### A run of records
========
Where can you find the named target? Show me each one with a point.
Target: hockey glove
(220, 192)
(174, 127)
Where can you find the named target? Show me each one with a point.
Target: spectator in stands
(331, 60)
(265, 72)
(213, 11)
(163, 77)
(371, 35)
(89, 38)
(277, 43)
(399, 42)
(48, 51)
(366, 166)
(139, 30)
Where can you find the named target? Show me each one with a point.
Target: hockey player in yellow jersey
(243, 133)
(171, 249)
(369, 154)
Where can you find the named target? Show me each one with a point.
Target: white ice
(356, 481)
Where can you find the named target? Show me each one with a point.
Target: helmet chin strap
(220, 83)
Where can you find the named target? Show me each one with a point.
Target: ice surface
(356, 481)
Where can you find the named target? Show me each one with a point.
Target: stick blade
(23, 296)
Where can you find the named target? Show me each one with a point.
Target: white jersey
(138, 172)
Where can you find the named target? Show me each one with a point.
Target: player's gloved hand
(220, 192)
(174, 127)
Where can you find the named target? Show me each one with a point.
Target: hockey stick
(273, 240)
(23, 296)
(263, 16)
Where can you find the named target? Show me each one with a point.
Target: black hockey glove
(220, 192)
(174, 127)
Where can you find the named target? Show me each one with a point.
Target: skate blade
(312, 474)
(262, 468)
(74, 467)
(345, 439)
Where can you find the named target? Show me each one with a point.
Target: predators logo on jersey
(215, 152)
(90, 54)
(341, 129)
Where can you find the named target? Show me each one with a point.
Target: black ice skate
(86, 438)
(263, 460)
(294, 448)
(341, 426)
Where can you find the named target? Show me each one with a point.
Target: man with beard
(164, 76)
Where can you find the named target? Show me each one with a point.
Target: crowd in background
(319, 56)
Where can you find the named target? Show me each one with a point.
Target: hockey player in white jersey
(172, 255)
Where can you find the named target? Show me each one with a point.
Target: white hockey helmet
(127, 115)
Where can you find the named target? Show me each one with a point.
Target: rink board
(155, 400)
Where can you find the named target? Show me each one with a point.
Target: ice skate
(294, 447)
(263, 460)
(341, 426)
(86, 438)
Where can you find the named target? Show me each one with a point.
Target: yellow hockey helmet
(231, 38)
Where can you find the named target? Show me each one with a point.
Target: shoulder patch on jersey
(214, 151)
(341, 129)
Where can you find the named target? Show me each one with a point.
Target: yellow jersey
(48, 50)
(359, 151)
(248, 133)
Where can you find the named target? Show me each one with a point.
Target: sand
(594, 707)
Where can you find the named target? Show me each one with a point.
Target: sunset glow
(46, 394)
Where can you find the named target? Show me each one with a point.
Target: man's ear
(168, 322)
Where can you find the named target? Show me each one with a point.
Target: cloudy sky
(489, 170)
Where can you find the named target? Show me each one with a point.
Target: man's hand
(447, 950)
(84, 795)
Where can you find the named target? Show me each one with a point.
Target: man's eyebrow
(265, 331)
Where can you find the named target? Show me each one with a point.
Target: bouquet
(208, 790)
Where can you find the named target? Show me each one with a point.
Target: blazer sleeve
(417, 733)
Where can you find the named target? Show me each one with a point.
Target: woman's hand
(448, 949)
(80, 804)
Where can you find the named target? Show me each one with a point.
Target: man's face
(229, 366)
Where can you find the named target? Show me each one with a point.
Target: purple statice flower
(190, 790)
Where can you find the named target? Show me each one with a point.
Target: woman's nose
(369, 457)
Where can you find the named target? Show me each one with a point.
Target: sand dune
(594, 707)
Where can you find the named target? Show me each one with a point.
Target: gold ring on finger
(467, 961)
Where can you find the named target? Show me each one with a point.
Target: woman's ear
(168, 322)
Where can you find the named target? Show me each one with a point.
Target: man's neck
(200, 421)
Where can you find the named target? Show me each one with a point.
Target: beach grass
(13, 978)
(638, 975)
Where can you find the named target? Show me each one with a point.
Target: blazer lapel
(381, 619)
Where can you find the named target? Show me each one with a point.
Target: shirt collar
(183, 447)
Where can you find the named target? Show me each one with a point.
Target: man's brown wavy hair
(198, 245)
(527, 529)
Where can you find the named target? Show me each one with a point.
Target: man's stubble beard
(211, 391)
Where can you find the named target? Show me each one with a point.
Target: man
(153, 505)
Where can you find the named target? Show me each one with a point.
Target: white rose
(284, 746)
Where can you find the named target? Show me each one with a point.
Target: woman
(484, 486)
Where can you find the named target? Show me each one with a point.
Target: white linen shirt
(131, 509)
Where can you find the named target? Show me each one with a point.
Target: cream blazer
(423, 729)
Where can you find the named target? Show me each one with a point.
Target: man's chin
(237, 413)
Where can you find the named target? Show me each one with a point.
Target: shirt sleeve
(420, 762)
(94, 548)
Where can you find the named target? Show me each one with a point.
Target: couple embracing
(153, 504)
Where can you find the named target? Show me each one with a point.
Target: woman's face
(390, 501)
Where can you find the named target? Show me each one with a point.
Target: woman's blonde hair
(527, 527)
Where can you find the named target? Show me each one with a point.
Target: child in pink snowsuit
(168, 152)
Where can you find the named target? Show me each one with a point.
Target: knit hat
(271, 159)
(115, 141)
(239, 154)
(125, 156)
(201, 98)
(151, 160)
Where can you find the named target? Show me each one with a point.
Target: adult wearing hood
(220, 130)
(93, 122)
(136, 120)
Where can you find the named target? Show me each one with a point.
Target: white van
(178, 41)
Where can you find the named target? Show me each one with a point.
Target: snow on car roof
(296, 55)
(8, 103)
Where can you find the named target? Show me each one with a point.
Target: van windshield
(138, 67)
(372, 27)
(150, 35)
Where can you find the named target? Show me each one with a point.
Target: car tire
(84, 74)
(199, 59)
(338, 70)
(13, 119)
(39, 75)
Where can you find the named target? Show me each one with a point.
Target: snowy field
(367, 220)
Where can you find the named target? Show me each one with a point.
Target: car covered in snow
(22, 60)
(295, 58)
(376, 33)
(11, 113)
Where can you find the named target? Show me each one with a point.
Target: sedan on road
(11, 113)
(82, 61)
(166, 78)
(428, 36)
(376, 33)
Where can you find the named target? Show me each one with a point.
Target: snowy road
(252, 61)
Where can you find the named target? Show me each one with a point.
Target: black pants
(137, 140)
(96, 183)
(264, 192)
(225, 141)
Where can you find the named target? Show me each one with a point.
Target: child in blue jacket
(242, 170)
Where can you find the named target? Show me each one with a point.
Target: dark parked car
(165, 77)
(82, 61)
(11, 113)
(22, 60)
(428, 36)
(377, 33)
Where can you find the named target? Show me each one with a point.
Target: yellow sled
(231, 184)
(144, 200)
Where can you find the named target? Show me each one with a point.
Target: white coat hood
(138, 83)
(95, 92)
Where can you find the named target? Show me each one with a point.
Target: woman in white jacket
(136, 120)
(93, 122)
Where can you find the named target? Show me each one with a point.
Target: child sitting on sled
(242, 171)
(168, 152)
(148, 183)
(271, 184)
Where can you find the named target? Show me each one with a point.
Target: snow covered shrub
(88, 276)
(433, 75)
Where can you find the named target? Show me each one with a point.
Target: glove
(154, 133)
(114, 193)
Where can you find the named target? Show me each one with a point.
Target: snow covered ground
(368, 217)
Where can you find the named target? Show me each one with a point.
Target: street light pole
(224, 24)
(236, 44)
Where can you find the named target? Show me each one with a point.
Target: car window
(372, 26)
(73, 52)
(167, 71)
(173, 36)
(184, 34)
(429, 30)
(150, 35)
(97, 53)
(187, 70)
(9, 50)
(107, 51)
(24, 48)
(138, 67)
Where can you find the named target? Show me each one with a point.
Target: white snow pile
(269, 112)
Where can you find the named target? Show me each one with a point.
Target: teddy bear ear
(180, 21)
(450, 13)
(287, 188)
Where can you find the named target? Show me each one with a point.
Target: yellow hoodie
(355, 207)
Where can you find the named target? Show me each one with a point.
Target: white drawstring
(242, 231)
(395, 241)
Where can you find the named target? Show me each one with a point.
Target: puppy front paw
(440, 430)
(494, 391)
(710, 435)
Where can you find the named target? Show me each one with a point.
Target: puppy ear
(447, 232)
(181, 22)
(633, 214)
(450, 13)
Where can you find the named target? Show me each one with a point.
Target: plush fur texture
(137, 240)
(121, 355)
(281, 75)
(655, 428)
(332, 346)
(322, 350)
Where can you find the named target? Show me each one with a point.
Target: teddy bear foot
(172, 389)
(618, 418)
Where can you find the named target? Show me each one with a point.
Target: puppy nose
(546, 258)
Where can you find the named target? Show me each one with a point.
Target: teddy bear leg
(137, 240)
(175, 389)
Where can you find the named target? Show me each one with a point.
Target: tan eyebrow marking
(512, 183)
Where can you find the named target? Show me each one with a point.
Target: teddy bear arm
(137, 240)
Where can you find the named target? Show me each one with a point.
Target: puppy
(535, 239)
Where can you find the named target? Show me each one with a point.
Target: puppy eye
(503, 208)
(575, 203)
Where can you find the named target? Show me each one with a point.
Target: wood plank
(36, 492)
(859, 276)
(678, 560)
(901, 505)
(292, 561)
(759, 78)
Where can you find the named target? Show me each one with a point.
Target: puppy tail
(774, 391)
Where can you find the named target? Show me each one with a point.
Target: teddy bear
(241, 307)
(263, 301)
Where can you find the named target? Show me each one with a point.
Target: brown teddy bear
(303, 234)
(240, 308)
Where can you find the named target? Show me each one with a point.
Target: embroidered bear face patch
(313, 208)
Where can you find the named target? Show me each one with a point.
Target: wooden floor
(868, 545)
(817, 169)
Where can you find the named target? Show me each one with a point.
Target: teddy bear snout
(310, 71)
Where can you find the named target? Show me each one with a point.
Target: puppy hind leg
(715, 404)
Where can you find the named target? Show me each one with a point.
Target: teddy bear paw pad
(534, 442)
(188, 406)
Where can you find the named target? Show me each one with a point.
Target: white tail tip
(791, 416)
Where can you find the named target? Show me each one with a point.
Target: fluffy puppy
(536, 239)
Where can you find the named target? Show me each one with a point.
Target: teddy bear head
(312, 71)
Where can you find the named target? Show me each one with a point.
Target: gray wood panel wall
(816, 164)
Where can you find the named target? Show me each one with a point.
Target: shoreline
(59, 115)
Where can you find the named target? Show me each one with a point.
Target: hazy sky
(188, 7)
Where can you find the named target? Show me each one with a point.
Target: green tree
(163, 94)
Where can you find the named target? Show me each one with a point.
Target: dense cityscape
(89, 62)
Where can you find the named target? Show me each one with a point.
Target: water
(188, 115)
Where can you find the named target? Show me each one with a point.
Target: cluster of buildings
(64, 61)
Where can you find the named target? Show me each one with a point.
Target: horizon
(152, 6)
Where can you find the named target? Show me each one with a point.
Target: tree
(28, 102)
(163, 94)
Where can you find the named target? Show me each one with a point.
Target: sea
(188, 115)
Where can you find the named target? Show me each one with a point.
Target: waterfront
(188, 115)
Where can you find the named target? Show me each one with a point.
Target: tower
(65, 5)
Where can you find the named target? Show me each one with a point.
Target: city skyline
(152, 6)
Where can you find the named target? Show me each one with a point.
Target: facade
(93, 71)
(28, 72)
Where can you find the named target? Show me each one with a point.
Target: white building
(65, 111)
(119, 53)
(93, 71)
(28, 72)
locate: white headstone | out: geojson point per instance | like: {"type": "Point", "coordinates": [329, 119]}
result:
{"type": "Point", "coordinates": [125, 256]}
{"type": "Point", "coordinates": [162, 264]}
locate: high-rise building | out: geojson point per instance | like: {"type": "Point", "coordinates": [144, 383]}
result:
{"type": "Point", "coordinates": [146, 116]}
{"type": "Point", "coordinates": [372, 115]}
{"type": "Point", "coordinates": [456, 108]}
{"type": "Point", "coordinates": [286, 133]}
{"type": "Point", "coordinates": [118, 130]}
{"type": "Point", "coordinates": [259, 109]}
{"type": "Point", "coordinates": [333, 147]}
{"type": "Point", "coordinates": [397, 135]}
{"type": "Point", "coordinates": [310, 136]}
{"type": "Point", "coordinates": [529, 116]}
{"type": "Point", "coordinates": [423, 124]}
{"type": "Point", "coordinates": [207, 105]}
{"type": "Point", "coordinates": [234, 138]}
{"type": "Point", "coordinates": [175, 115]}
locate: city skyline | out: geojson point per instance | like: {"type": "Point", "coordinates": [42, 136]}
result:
========
### Exercise details
Find the line with "locate: city skyline" in the listing above, then write out that line and each remaining line exactly, with no other text.

### Solution to the problem
locate: city skyline | out: geojson point per instance | like: {"type": "Point", "coordinates": [42, 136]}
result:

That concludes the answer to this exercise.